* _WHAT THE TASK REQUIRES_:
Pictures aside, return all of the records exactly as they stand.

◆ ◆ ◆ ◆ ◆ ◆ ◆

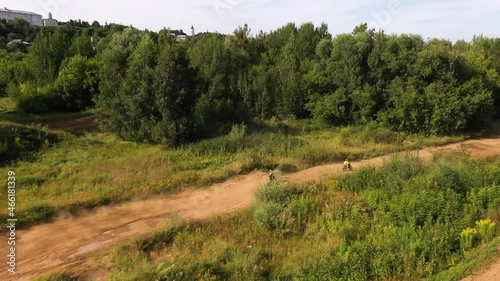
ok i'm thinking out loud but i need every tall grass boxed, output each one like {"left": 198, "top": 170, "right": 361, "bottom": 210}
{"left": 34, "top": 271, "right": 78, "bottom": 281}
{"left": 0, "top": 120, "right": 466, "bottom": 227}
{"left": 105, "top": 154, "right": 500, "bottom": 280}
{"left": 0, "top": 97, "right": 16, "bottom": 112}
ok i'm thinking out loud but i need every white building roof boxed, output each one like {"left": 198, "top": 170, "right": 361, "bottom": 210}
{"left": 1, "top": 7, "right": 42, "bottom": 17}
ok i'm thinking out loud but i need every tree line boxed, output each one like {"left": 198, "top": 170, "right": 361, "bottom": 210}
{"left": 1, "top": 21, "right": 499, "bottom": 145}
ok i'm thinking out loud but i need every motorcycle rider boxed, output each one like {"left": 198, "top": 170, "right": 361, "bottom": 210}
{"left": 269, "top": 170, "right": 276, "bottom": 181}
{"left": 343, "top": 158, "right": 352, "bottom": 171}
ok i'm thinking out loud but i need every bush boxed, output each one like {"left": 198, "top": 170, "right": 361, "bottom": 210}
{"left": 475, "top": 218, "right": 496, "bottom": 242}
{"left": 253, "top": 183, "right": 309, "bottom": 232}
{"left": 21, "top": 204, "right": 56, "bottom": 225}
{"left": 0, "top": 122, "right": 63, "bottom": 165}
{"left": 460, "top": 227, "right": 479, "bottom": 250}
{"left": 253, "top": 201, "right": 285, "bottom": 230}
{"left": 469, "top": 184, "right": 500, "bottom": 211}
{"left": 14, "top": 83, "right": 64, "bottom": 114}
{"left": 255, "top": 183, "right": 297, "bottom": 204}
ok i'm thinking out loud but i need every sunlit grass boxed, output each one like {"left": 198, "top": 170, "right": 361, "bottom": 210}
{"left": 0, "top": 97, "right": 16, "bottom": 112}
{"left": 0, "top": 109, "right": 94, "bottom": 126}
{"left": 107, "top": 155, "right": 500, "bottom": 280}
{"left": 0, "top": 120, "right": 468, "bottom": 227}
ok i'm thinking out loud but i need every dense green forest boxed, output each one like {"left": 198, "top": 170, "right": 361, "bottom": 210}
{"left": 1, "top": 19, "right": 499, "bottom": 145}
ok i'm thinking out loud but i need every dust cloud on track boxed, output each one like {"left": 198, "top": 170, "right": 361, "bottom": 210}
{"left": 0, "top": 137, "right": 498, "bottom": 280}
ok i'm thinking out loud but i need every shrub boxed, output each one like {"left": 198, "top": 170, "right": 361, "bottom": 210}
{"left": 469, "top": 184, "right": 500, "bottom": 211}
{"left": 0, "top": 122, "right": 63, "bottom": 165}
{"left": 253, "top": 201, "right": 284, "bottom": 230}
{"left": 21, "top": 204, "right": 56, "bottom": 225}
{"left": 460, "top": 227, "right": 479, "bottom": 250}
{"left": 475, "top": 218, "right": 496, "bottom": 242}
{"left": 255, "top": 182, "right": 297, "bottom": 204}
{"left": 14, "top": 83, "right": 64, "bottom": 114}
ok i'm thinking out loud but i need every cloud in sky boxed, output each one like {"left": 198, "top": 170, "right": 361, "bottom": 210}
{"left": 10, "top": 0, "right": 500, "bottom": 40}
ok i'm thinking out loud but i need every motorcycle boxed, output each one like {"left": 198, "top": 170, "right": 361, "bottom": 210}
{"left": 269, "top": 171, "right": 276, "bottom": 182}
{"left": 343, "top": 163, "right": 353, "bottom": 171}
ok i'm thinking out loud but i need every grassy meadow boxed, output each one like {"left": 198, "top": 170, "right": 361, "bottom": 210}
{"left": 0, "top": 115, "right": 467, "bottom": 227}
{"left": 94, "top": 153, "right": 500, "bottom": 280}
{"left": 1, "top": 111, "right": 498, "bottom": 280}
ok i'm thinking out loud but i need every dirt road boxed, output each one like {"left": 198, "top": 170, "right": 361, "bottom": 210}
{"left": 462, "top": 256, "right": 500, "bottom": 281}
{"left": 47, "top": 115, "right": 98, "bottom": 130}
{"left": 0, "top": 138, "right": 499, "bottom": 281}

◆ ◆ ◆ ◆ ◆ ◆ ◆

* _ANSWER BOX_:
ok i'm thinking out loud but i need every tall grass boxed, output each one like {"left": 198, "top": 170, "right": 361, "bottom": 210}
{"left": 34, "top": 271, "right": 78, "bottom": 281}
{"left": 0, "top": 120, "right": 466, "bottom": 227}
{"left": 105, "top": 154, "right": 500, "bottom": 280}
{"left": 0, "top": 97, "right": 16, "bottom": 112}
ok i'm thinking out loud but i need every white building roof boxed, output each one like {"left": 198, "top": 170, "right": 361, "bottom": 210}
{"left": 1, "top": 7, "right": 42, "bottom": 17}
ok i'm thinking out loud but i need every tree line boxed, output each one like {"left": 198, "top": 170, "right": 361, "bottom": 210}
{"left": 1, "top": 21, "right": 499, "bottom": 145}
ok i'm thinking out loud but i need every motorcycle rider boxed, output each one like {"left": 198, "top": 170, "right": 361, "bottom": 210}
{"left": 269, "top": 170, "right": 276, "bottom": 181}
{"left": 343, "top": 158, "right": 352, "bottom": 171}
ok i'm thinking out loud but i need every bush boxed, output each one like {"left": 198, "top": 170, "right": 361, "bottom": 210}
{"left": 475, "top": 218, "right": 496, "bottom": 242}
{"left": 253, "top": 183, "right": 309, "bottom": 232}
{"left": 21, "top": 204, "right": 56, "bottom": 225}
{"left": 0, "top": 122, "right": 63, "bottom": 165}
{"left": 460, "top": 227, "right": 479, "bottom": 250}
{"left": 253, "top": 201, "right": 285, "bottom": 230}
{"left": 469, "top": 184, "right": 500, "bottom": 211}
{"left": 14, "top": 83, "right": 64, "bottom": 114}
{"left": 255, "top": 183, "right": 297, "bottom": 204}
ok i'm thinking out loud but i need every sunlit grass boxed, output each one like {"left": 198, "top": 170, "right": 361, "bottom": 210}
{"left": 0, "top": 97, "right": 16, "bottom": 112}
{"left": 0, "top": 109, "right": 94, "bottom": 126}
{"left": 107, "top": 155, "right": 500, "bottom": 280}
{"left": 0, "top": 120, "right": 468, "bottom": 227}
ok i'm thinking out loud but i need every dense green forest boxed, output each one like {"left": 198, "top": 170, "right": 361, "bottom": 210}
{"left": 1, "top": 19, "right": 499, "bottom": 145}
ok i'm thinking out loud but i need every dust cloud on track boxed, output each one like {"left": 198, "top": 170, "right": 361, "bottom": 210}
{"left": 0, "top": 137, "right": 498, "bottom": 280}
ok i'm thinking out loud but i need every shrub boxed, output each one like {"left": 198, "top": 170, "right": 361, "bottom": 210}
{"left": 469, "top": 184, "right": 500, "bottom": 211}
{"left": 0, "top": 122, "right": 63, "bottom": 165}
{"left": 253, "top": 201, "right": 284, "bottom": 230}
{"left": 21, "top": 204, "right": 56, "bottom": 225}
{"left": 460, "top": 227, "right": 479, "bottom": 250}
{"left": 475, "top": 218, "right": 496, "bottom": 242}
{"left": 255, "top": 182, "right": 297, "bottom": 204}
{"left": 14, "top": 83, "right": 64, "bottom": 114}
ok i'm thinking out loud but i need every cloud in sky boxed, output each one like {"left": 198, "top": 170, "right": 361, "bottom": 210}
{"left": 10, "top": 0, "right": 500, "bottom": 40}
ok i'm thinking out loud but i need every motorcycle boxed, output each one like {"left": 198, "top": 170, "right": 361, "bottom": 210}
{"left": 269, "top": 171, "right": 276, "bottom": 182}
{"left": 343, "top": 163, "right": 353, "bottom": 171}
ok i'm thinking out loud but i need every grassy meadow boxed, output each one like {"left": 198, "top": 170, "right": 361, "bottom": 210}
{"left": 0, "top": 115, "right": 467, "bottom": 227}
{"left": 94, "top": 153, "right": 500, "bottom": 280}
{"left": 1, "top": 111, "right": 498, "bottom": 280}
ok i'm thinking out loud but i need every dirt road boxed, output each one like {"left": 198, "top": 170, "right": 361, "bottom": 210}
{"left": 462, "top": 256, "right": 500, "bottom": 281}
{"left": 47, "top": 115, "right": 98, "bottom": 130}
{"left": 0, "top": 138, "right": 499, "bottom": 281}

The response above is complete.